* Records for the exercise *

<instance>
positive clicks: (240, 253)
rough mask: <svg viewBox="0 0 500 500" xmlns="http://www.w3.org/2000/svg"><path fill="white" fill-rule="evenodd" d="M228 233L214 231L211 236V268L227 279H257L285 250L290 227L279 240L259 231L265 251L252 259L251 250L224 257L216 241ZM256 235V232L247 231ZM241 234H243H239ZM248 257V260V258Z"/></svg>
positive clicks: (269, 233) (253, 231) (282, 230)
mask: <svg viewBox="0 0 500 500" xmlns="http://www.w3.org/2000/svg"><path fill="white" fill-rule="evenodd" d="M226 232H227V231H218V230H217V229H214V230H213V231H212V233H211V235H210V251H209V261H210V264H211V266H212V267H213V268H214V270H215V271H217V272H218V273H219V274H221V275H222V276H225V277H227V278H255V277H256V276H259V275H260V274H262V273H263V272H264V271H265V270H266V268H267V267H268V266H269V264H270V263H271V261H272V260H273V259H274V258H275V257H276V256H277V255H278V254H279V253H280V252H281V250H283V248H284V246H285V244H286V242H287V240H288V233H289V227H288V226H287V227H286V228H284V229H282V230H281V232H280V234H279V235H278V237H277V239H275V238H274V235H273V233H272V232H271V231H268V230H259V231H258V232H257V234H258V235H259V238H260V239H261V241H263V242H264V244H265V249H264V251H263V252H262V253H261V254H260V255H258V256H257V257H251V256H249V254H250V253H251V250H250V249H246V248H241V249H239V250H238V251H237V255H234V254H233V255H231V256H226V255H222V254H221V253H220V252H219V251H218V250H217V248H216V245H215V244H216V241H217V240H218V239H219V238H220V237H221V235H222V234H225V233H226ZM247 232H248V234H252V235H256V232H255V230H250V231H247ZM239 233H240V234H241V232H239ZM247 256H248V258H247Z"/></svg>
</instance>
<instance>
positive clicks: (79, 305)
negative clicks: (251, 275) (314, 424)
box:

* Instructions for the task *
Starting at the line that contains "</instance>" and going through the end of the records, write out each line as a numbered list, leaving out any blank lines.

* Task output *
1. </instance>
2. <instance>
3. positive clicks: (79, 305)
4. negative clicks: (251, 275) (314, 424)
5. box:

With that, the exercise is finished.